++++ RECORDS SUPPLIED

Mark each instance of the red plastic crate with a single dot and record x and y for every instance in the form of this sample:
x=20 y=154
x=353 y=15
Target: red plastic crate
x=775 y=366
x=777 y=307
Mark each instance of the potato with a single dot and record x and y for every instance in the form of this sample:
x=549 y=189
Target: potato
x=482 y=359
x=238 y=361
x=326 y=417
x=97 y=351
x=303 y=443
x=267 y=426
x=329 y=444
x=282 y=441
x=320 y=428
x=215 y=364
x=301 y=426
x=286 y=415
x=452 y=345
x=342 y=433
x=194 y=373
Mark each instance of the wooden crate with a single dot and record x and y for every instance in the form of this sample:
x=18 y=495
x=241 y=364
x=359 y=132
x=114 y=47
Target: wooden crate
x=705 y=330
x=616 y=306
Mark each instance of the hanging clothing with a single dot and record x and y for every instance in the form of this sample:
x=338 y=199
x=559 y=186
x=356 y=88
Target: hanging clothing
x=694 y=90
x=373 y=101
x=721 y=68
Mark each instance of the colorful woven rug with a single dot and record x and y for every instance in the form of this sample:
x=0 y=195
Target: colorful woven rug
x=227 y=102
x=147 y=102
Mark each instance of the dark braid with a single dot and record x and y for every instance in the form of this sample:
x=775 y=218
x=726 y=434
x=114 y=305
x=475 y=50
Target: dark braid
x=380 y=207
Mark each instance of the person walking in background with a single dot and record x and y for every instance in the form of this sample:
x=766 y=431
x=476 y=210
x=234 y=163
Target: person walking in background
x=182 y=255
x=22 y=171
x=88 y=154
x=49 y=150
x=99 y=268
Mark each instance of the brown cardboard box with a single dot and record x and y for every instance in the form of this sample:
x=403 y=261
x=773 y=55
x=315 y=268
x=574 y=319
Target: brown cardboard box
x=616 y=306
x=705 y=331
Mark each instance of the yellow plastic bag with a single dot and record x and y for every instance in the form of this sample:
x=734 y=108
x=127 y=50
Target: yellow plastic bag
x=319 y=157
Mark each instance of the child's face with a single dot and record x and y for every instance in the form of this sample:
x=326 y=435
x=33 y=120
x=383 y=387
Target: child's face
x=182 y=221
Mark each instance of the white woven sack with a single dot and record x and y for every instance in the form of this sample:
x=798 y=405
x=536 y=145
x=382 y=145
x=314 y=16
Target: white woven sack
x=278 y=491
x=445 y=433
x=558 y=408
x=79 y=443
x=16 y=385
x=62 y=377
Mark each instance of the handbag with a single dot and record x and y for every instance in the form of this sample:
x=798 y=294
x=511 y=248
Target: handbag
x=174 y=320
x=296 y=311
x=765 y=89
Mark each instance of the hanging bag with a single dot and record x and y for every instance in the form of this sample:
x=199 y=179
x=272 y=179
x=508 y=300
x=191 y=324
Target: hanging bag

++++++++

[INSTRUCTIONS FOR THE TASK]:
Please return all of the data above without any changes, line for line.

[COMPLETE ANSWER]:
Mark each instance of the red plastic crate with a single dot and record x and y for every instance in the form of this sample:
x=20 y=154
x=353 y=15
Target: red plastic crate
x=775 y=366
x=777 y=307
Mark each instance of the potato with a single dot and record x and y for every instance in the form of this sample:
x=549 y=189
Target: potato
x=482 y=359
x=238 y=361
x=326 y=417
x=97 y=351
x=303 y=443
x=267 y=426
x=329 y=444
x=282 y=441
x=320 y=428
x=215 y=364
x=301 y=426
x=286 y=415
x=452 y=345
x=342 y=433
x=194 y=373
Mark each instance of the wooden crate with a single dot and record x and y for every instance in the form of this sample:
x=18 y=495
x=241 y=364
x=359 y=132
x=114 y=47
Target: wooden crate
x=705 y=330
x=616 y=306
Mark each instance of the hanging clothing with a single dot and record x and y for every instance in the form of this sample:
x=338 y=199
x=559 y=186
x=356 y=88
Target: hanging clothing
x=694 y=90
x=373 y=101
x=721 y=68
Mark each instance of the colorful woven rug with a single dot and record x and y for every instance in the form of this sample:
x=0 y=195
Target: colorful woven rug
x=227 y=102
x=147 y=102
Mark each instance of the dark braid with a single dot and record x and y for every instance in the form of this sample:
x=775 y=218
x=726 y=434
x=114 y=305
x=475 y=50
Target: dark braid
x=380 y=207
Mark each instance of the person walking in background with a single dot and record x and y for every instance in the form of this sample:
x=766 y=431
x=476 y=210
x=234 y=163
Target: person walking in background
x=182 y=255
x=22 y=171
x=88 y=154
x=49 y=150
x=99 y=268
Mark each instance of the brown cardboard box with a single dot and record x and y for every instance in the form of this sample:
x=403 y=261
x=773 y=55
x=315 y=268
x=574 y=319
Target: brown cardboard box
x=616 y=306
x=705 y=331
Mark each instance of the yellow plastic bag with a single dot and record x and y for every instance in the form of this sample:
x=734 y=108
x=127 y=50
Target: yellow plastic bag
x=319 y=157
Mark each instance of the child's face with a single dot and record x and y for every instance in the form of this sample:
x=326 y=435
x=33 y=120
x=383 y=387
Target: child's face
x=182 y=221
Mark each instance of the white woven sack with a single dot and record x and y for every instance in the form of this sample:
x=798 y=405
x=536 y=145
x=382 y=145
x=314 y=16
Target: white woven sack
x=278 y=491
x=445 y=433
x=558 y=408
x=79 y=443
x=16 y=385
x=62 y=377
Mark each instance of the handbag with a single dot and record x and y for every instance in the form of this sample:
x=798 y=294
x=511 y=248
Target: handbag
x=174 y=320
x=296 y=311
x=765 y=89
Mark each instance of the hanging bag with a single dot and record x and y for every instance in the form of this sample:
x=199 y=179
x=272 y=179
x=508 y=300
x=191 y=324
Target: hanging bag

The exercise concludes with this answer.